Records shown =
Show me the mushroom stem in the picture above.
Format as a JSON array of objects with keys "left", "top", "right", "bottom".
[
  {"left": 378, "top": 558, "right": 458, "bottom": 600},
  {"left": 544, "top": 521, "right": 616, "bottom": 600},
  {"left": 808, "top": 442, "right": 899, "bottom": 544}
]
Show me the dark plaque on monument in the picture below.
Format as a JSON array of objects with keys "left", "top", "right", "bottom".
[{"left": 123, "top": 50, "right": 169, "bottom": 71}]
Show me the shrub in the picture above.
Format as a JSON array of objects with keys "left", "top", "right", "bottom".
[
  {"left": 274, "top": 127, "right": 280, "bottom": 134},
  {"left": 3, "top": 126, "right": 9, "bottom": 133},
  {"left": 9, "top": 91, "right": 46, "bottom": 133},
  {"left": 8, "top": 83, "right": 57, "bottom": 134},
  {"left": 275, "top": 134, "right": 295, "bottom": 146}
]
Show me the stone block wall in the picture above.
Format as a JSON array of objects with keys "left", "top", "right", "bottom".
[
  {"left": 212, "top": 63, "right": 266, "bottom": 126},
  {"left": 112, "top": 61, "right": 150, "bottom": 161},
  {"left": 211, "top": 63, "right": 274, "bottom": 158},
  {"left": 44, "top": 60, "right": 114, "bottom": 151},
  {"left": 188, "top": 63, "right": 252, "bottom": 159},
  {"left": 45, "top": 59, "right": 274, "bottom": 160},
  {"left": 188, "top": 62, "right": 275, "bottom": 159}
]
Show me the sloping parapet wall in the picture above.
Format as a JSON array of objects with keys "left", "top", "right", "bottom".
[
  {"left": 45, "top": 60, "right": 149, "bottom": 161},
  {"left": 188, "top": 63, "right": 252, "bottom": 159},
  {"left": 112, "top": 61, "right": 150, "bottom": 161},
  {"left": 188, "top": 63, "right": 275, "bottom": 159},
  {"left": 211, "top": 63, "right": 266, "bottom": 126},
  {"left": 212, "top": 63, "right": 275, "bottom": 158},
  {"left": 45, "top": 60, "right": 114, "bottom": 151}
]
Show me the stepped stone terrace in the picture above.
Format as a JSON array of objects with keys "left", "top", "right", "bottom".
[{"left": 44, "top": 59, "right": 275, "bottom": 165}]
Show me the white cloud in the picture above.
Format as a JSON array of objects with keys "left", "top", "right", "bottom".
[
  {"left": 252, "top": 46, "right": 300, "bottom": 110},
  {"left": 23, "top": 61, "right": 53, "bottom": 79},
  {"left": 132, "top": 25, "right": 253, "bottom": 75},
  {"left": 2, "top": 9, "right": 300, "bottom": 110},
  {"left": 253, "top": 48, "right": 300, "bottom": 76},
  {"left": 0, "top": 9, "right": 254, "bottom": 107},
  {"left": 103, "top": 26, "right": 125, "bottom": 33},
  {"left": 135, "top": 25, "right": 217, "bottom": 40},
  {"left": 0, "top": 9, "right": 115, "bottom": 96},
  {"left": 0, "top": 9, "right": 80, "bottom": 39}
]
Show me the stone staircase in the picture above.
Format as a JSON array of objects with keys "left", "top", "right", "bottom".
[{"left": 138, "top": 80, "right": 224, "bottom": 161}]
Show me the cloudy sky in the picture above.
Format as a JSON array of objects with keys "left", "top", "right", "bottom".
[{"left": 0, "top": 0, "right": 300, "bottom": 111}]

Prompt =
Could you please copy the lines of the listing above exactly, from its first line through the line bearing "Show me the stone block", and nothing more?

Answer to the exercise =
Show me the mushroom stem in the picture above.
Format as a JSON array of objects with keys "left", "top", "right", "bottom".
[
  {"left": 378, "top": 558, "right": 458, "bottom": 600},
  {"left": 544, "top": 521, "right": 616, "bottom": 600},
  {"left": 808, "top": 442, "right": 899, "bottom": 544}
]
Show me the dark plaque on monument in the picture below.
Format as a JSON array of objects with keys "left", "top", "right", "bottom".
[{"left": 123, "top": 50, "right": 169, "bottom": 71}]
Show me the shrub in the picture above.
Format as a JSON array of objects with keys "left", "top", "right", "bottom".
[
  {"left": 274, "top": 127, "right": 280, "bottom": 134},
  {"left": 3, "top": 126, "right": 9, "bottom": 133},
  {"left": 9, "top": 91, "right": 46, "bottom": 133},
  {"left": 8, "top": 83, "right": 57, "bottom": 134},
  {"left": 275, "top": 134, "right": 295, "bottom": 146}
]
Show me the stone block wall in the picture above.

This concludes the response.